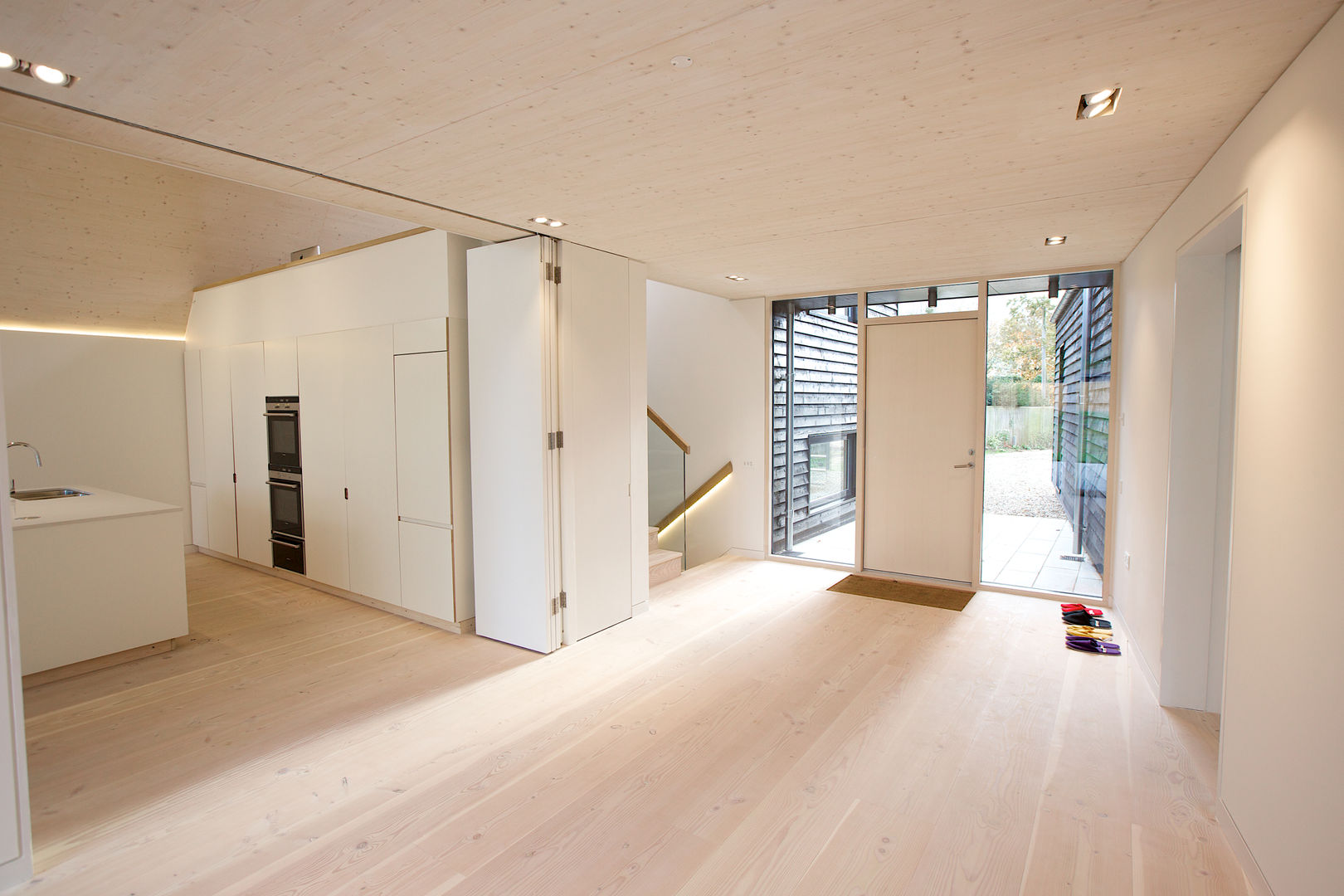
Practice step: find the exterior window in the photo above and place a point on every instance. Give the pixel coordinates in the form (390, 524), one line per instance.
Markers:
(830, 468)
(923, 299)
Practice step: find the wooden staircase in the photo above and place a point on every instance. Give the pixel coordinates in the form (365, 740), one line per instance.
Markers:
(665, 566)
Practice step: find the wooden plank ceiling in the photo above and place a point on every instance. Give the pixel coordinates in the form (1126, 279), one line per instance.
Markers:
(100, 241)
(810, 147)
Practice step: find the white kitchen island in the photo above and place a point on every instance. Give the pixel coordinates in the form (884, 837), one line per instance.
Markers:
(101, 579)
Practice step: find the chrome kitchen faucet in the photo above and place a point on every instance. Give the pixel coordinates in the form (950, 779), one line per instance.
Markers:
(35, 457)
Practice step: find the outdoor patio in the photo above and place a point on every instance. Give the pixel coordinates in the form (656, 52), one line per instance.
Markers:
(1025, 553)
(834, 546)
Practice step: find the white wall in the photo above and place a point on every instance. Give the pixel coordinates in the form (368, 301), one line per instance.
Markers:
(706, 379)
(410, 278)
(1283, 684)
(15, 832)
(104, 411)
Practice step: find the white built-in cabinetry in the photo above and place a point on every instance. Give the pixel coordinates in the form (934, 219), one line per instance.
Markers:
(424, 472)
(348, 440)
(251, 497)
(217, 414)
(383, 419)
(195, 449)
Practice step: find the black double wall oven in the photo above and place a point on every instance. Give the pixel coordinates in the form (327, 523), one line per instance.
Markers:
(286, 484)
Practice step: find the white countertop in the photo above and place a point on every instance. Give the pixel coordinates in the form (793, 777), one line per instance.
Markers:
(100, 504)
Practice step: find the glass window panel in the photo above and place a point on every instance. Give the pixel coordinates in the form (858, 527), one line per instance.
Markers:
(923, 299)
(1047, 429)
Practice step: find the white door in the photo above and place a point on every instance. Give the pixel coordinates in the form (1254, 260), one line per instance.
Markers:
(247, 381)
(596, 421)
(197, 451)
(321, 425)
(513, 405)
(424, 486)
(923, 390)
(218, 440)
(370, 416)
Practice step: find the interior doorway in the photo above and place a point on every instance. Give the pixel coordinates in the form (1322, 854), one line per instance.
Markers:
(919, 446)
(1047, 433)
(1200, 485)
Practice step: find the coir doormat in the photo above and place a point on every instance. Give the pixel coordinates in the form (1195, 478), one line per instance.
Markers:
(926, 596)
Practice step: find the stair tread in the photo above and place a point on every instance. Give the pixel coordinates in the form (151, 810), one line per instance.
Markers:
(661, 557)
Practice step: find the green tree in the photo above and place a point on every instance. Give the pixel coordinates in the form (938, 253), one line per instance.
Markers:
(1025, 343)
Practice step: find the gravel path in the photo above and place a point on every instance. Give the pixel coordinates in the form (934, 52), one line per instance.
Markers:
(1018, 484)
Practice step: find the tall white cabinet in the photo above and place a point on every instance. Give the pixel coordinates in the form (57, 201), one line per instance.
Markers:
(383, 429)
(217, 410)
(553, 422)
(348, 434)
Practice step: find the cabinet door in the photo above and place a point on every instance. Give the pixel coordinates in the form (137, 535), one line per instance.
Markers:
(424, 488)
(281, 367)
(195, 431)
(199, 516)
(253, 497)
(427, 570)
(218, 427)
(370, 462)
(321, 430)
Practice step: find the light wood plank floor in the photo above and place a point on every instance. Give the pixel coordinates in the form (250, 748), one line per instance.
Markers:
(750, 733)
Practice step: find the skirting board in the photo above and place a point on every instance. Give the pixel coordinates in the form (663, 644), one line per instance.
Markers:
(465, 626)
(61, 674)
(1254, 876)
(17, 871)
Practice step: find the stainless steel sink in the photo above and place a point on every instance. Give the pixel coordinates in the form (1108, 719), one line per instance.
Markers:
(42, 494)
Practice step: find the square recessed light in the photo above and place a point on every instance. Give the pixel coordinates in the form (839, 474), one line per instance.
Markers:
(1097, 104)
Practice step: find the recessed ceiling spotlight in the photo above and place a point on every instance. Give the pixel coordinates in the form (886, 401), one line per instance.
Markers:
(1099, 102)
(50, 75)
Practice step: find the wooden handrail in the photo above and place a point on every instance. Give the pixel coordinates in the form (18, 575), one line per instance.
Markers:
(695, 496)
(667, 430)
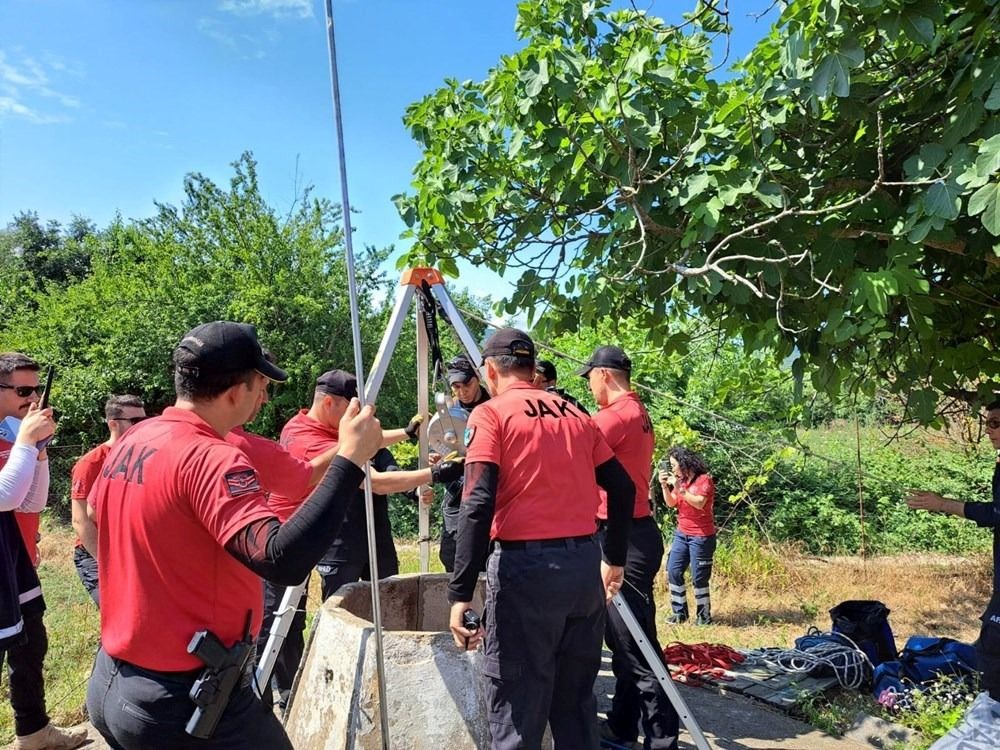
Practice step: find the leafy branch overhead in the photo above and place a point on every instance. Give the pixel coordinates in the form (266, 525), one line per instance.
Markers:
(837, 200)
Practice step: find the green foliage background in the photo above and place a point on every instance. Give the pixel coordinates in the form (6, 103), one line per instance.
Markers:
(107, 306)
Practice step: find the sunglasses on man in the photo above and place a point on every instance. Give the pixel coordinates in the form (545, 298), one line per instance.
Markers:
(23, 391)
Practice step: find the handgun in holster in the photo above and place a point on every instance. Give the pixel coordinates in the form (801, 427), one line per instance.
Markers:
(224, 667)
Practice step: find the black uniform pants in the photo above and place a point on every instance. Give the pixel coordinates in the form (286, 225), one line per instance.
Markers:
(542, 649)
(988, 650)
(638, 694)
(446, 552)
(24, 671)
(86, 569)
(136, 709)
(287, 662)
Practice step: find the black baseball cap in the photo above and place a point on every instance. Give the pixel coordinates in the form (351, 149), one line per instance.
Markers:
(338, 383)
(607, 356)
(546, 369)
(461, 370)
(509, 342)
(223, 346)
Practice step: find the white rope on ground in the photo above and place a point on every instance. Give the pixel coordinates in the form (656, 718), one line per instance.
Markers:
(849, 664)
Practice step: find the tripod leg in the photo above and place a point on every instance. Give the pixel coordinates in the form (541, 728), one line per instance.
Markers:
(458, 323)
(404, 296)
(660, 670)
(423, 407)
(276, 638)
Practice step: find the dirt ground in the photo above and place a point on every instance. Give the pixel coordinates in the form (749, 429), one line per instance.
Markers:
(926, 594)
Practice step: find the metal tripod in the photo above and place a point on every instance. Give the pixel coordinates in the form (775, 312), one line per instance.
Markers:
(426, 287)
(655, 663)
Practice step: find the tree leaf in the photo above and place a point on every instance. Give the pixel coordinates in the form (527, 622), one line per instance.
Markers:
(993, 100)
(833, 74)
(986, 201)
(919, 28)
(943, 199)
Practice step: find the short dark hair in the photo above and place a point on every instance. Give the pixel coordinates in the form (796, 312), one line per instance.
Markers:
(689, 461)
(508, 364)
(114, 407)
(10, 362)
(190, 387)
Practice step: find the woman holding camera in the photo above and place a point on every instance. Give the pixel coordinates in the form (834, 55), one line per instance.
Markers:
(689, 487)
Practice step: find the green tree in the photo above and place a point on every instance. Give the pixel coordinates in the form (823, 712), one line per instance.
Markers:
(835, 202)
(222, 254)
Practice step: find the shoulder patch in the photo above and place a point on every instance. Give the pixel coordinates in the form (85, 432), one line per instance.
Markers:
(242, 482)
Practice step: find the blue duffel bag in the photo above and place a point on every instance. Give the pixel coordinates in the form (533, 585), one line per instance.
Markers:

━━━━━━━━━━

Copy the material verbatim, from the line that contains "Practice step: find the interior" through the line that contains "(1200, 485)", including both.

Practice step: find the interior doorway in the photo above and place a point on every instance. Give the pixel coordinates in the form (1322, 854), one line per instance.
Markers:
(919, 446)
(1047, 433)
(1200, 485)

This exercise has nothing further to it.